Records for this task section start

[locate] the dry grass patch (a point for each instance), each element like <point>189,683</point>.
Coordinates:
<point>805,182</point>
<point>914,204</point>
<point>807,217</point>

Records for this task section end
Records for this task section start

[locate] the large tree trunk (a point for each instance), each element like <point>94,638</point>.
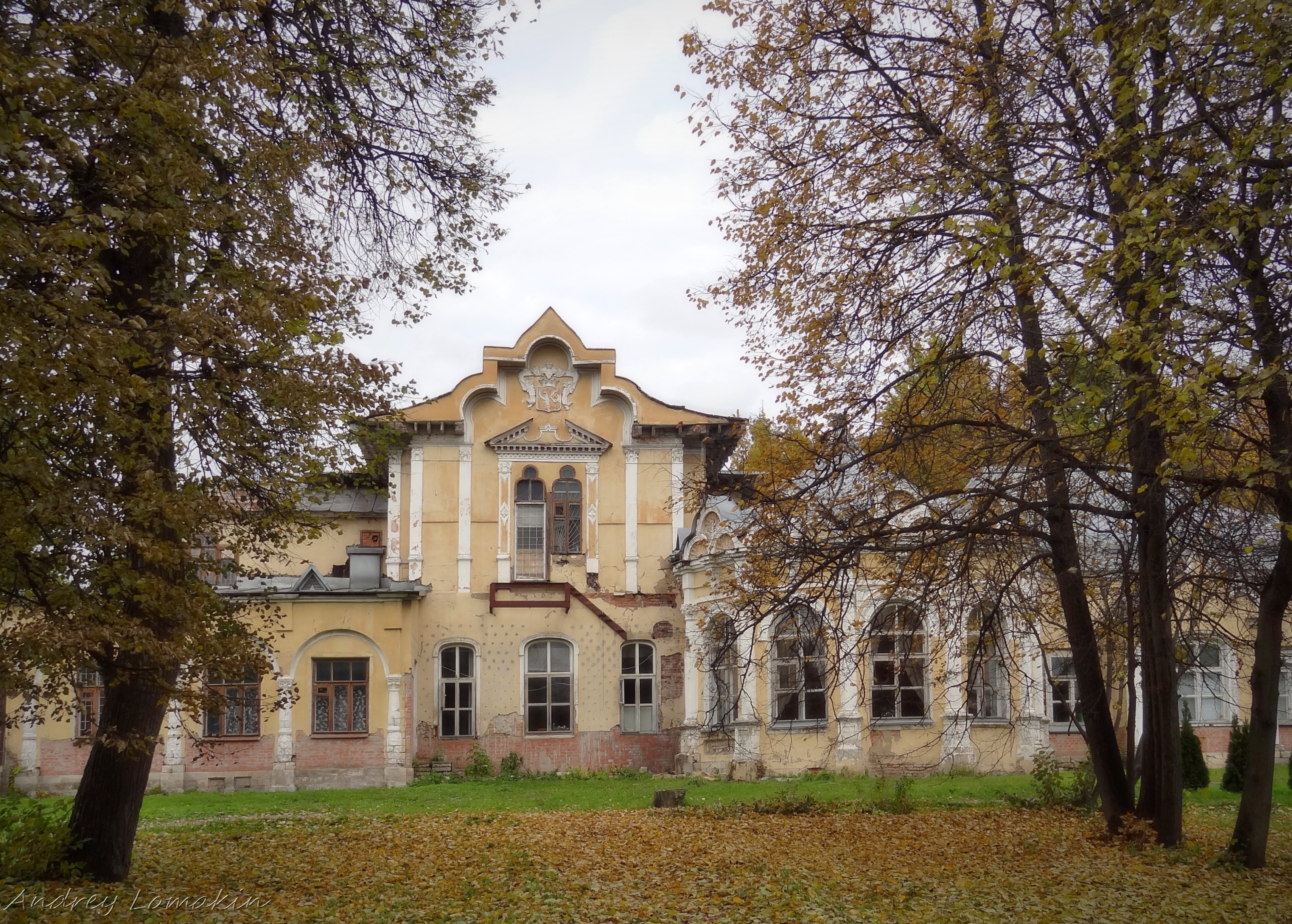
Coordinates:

Records for this task section end

> Your objective
A copy of each line in the data above that holds the string "element" is needed.

> Answer space
[locate] the dry grass patch (a point for each instance), each element like <point>189,683</point>.
[locate] the large tree trunk (a point for each instance), each element like <point>94,638</point>.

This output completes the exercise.